Text block:
++++

Klobuchar has long been a leader in the fight to lower prescription drug costs. In March, she led 33 cosponsors in reintroducing her bicameral Empowering Medicare Seniors to Negotiate Drug Prices Act, which would allow Medicare to negotiate the best price of prescription drugs for seniors enrolled in Medicare Part D.

“The fight is not over to stand up to Big Pharma and put patients over profits,” said Protect Our Care Chair Leslie Dach. “It is unconscionable that millions of families are forced to choose between the medications they need to survive and paying for other necessities like food or rent. We must meet this moment and deliver on the needs of families nationwide by giving Medicare the power to negotiate for lower drug prices.”

“I suffer from systemic lupus. In order to keep it under control, you need medications. There was one medication that was $3,000 a month, I cannot afford it. And when you're on a fixed income, it blows your budget,” said patient Beatriz Morrison. “There's a lot of people out there in my neighborhood, in our country, that have to forego medications -- it just isn't right.”

++++

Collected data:
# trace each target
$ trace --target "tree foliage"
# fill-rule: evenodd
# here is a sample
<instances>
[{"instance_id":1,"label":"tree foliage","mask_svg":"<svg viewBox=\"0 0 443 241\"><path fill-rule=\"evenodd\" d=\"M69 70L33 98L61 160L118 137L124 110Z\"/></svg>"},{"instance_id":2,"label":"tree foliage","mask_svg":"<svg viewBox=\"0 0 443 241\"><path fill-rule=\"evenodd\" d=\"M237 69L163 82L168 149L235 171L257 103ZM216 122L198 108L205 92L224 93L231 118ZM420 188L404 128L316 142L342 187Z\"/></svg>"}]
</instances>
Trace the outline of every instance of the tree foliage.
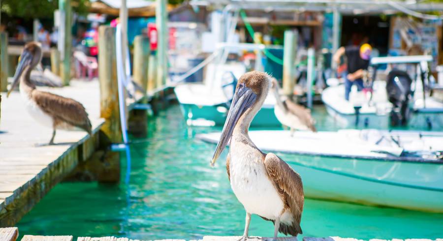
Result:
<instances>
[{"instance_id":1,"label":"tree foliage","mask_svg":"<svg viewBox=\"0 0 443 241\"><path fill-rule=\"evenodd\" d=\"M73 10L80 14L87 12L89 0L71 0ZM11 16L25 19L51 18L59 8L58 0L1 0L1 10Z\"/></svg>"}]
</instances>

++++

Work instruction 1: In the drug-pricing text, rewrite the passage between "Klobuchar has long" and "Medicare Part D.", inclusive, changing "bicameral" to "two-chamber".
Work instruction 2: According to the drug-pricing text, what condition does Beatriz Morrison suffer from?
Work instruction 3: Write the next part of the drug-pricing text, picking up after its final sentence.

Answer area 1:
Klobuchar has long been a leader in the fight to lower prescription drug costs. In March, she led 33 cosponsors in reintroducing her two-chamber Empowering Medicare Seniors to Negotiate Drug Prices Act, which would allow Medicare to negotiate the best price of prescription drugs for seniors enrolled in Medicare Part D.

Answer area 2: Systemic lupus.

Answer area 3:
“I'm a community pharmacist in Teaneck, New Jersey, and every single day in my practice, customers come to me complaining about the cost of prescription drug prices,” said Michael Fedida, community pharmacist and pharmacy owner. “The 1500 lobbyists that are in Washington seem to have much more power than the entire Senate and Congress. It's just so frustrating that it's become a game of just money. People don't seem to care about people's lives and the quality of life that people are entitled to in this country.” 

“I've been a nurse for 37 years, 12 of those years I've worked with the high-risk epilepsy population, who often need three to four medications to remain with controlled seizures. I had the heart-wrenching experience of losing a patient who was 26 years old. Like many patients, Jay was unable to afford medication to treat his seizures, and it left him with nowhere to turn,” said Rachelle Compton, a nurse. “It just doesn't make any sense to me that this is allowed in America. People's lives are actually lost due to the pharmaceutical situation that we have here. It's maddening and it's really sad.”